*** TEXT PASSAGE Section Begins ***
TLDRs;
Contents
- Musk secretly approached Zuckerberg for help funding a $97.4B OpenAI takeover, court filings reveal.
- OpenAI calls Musk’s move a “sham bid,” accusing him of disrupting its business and harassing leadership.
- Zuckerberg declined to sign, though Meta’s interest underscores AI’s competitive and high-stakes environment.
- With OpenAI nearing a $500B valuation, Musk’s $97B bid now looks dramatically undervalued.
Elon Musk’s ambitions to reshape the artificial intelligence (AI) landscape reached new heights earlier this year when he reportedly approached Meta CEO Mark Zuckerberg to help finance a US$97.4 billion takeover of OpenAI.
According to federal court filings released on August 21, the proposal was delivered in early 2025 as part of a wider dispute that continues to play out between Musk and the AI company he once co-founded.
The revelation comes from a lawsuit in Northern California, where OpenAI and Musk are locked in a heated legal battle. While Musk claims OpenAI abandoned its non-profit mission, the company has countered with allegations that Musk’s moves, including the takeover bid, were designed to disrupt its operations and tarnish its reputation.
*** TEXT PASSAGE Section Ends ***
→ AIM OF THE EXERCISE
Reproduce word for word the stretch from "Elon Musk’s ambitions" through "takeover of OpenAI." in the article on Musk's OpenAI takeover bid.
*** DATASET Section Begins ***
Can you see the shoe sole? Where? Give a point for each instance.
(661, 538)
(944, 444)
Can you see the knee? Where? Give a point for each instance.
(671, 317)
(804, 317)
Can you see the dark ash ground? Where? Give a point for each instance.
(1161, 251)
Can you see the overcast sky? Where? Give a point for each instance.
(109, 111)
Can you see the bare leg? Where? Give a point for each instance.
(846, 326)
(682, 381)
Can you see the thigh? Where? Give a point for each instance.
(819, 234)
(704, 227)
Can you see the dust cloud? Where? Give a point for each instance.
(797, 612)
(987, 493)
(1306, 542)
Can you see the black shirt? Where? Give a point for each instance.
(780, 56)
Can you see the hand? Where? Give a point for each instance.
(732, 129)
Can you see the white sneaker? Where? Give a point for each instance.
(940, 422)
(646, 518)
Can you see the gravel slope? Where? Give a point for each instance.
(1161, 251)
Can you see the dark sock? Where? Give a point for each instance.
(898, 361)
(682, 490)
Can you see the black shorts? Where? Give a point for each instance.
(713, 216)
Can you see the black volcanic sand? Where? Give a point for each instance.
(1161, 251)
*** DATASET Section Ends ***
*** DATASET Section Begins ***
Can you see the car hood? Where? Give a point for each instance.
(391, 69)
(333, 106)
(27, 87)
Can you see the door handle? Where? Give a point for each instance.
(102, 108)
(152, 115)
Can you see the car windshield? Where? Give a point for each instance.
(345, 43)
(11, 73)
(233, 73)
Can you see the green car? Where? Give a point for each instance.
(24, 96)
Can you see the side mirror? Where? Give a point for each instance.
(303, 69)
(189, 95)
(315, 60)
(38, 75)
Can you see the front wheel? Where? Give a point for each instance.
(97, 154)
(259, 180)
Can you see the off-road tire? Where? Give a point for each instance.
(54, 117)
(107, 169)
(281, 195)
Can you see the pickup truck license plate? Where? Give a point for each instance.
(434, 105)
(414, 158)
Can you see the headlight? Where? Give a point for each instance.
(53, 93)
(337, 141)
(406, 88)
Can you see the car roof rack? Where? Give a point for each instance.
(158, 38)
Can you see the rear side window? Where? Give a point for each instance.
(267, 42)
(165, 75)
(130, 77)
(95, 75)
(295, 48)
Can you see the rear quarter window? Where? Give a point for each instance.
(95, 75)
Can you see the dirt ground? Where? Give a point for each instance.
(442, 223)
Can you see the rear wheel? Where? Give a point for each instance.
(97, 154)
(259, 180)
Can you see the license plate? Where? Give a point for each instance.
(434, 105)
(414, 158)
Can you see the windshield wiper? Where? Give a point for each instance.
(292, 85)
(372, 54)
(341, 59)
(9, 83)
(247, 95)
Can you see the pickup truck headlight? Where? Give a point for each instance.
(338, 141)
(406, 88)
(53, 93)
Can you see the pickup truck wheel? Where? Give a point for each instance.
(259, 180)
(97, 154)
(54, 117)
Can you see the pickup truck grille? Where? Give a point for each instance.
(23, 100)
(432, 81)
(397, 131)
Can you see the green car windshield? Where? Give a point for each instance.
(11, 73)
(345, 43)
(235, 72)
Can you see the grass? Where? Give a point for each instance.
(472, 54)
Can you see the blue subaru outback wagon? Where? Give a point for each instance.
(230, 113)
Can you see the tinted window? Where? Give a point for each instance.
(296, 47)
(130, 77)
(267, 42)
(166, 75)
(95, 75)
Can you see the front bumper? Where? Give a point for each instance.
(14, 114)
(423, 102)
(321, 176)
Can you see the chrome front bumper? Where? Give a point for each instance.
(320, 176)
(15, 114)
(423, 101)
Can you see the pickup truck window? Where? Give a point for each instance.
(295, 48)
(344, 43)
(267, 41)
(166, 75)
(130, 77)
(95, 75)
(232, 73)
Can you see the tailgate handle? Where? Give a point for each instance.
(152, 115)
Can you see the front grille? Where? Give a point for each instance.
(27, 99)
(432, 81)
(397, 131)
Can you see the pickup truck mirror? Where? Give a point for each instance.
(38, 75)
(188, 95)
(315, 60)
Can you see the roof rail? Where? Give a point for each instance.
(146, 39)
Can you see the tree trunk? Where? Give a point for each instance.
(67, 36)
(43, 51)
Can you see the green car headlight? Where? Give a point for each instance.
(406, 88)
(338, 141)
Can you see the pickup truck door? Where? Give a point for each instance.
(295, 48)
*** DATASET Section Ends ***
*** DATASET Section Begins ***
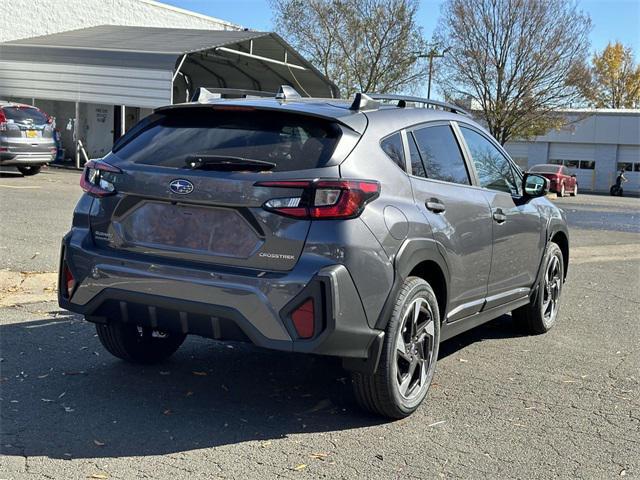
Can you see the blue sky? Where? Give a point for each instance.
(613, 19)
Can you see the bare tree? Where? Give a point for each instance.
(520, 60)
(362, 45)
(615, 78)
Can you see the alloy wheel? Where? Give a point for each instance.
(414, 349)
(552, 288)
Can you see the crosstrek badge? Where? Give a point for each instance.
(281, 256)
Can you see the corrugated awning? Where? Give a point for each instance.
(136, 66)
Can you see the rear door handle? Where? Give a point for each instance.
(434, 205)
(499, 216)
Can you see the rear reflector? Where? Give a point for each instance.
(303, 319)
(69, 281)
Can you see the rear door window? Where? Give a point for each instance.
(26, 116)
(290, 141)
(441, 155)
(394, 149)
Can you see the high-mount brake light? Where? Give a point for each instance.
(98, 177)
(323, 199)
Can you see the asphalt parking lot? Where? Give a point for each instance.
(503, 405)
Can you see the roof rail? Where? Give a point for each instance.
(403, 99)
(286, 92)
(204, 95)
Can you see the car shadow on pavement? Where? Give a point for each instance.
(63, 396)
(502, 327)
*** DATASET Section Ends ***
→ SOLUTION FOR THIS EXERCISE
Elon Musk’s ambitions to reshape the artificial intelligence (AI) landscape reached new heights earlier this year when he reportedly approached Meta CEO Mark Zuckerberg to help finance a US$97.4 billion takeover of OpenAI.